TAREAS A REALIZAR.
1) Copia del texto sobre el papel del hombre en la reproducción el tramo que va desde "Tradicionalmente, el papel" hasta "la siguiente generación.".
2) Según el texto sobre el papel del hombre en la reproducción, ¿qué porcentaje del material genético aporta el hombre?

Tradicionalmente, el papel del hombre a la hora de engendrar descendencia se ha considerado poco relevante. Es cierto que aportamos a ello un imprescindible 50% del material genético, pero mientras que la mujer dedica nueve meses a pasear el embrión dentro del vientre, con todas las incomodidades que eso conlleva, nuestro trabajo se limita a los breves instantes de la fecundación, que es la parte menos molesta del proceso. La madre tendrá que sufrir privaciones y seguir una serie de normas si quiere hacer todo lo posible para garantizar que el organismo que lleva dentro se forma de la mejor manera posible. La razón es clara: todo lo que afecta a la incubadora influye directamente en la criatura que está gestando en su interior. En cambio, el padre no debería preocuparse por los efectos que su estilo de vida puede tener en la siguiente generación.

DATOS PROPORCIONADOS.
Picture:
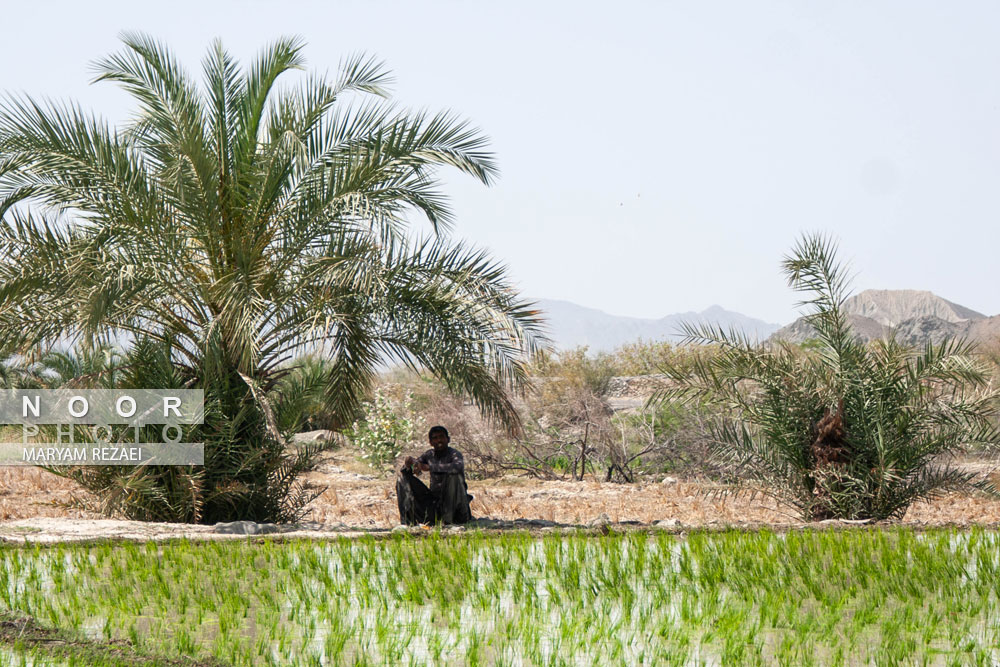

RESPUESTAS POR TAREA.
1)
Tradicionalmente, el papel del hombre a la hora de engendrar descendencia se ha considerado poco relevante. Es cierto que aportamos a ello un imprescindible 50% del material genético, pero mientras que la mujer dedica nueve meses a pasear el embrión dentro del vientre, con todas las incomodidades que eso conlleva, nuestro trabajo se limita a los breves instantes de la fecundación, que es la parte menos molesta del proceso. La madre tendrá que sufrir privaciones y seguir una serie de normas si quiere hacer todo lo posible para garantizar que el organismo que lleva dentro se forma de la mejor manera posible. La razón es clara: todo lo que afecta a la incubadora influye directamente en la criatura que está gestando en su interior. En cambio, el padre no debería preocuparse por los efectos que su estilo de vida puede tener en la siguiente generación.

2) Un 50%.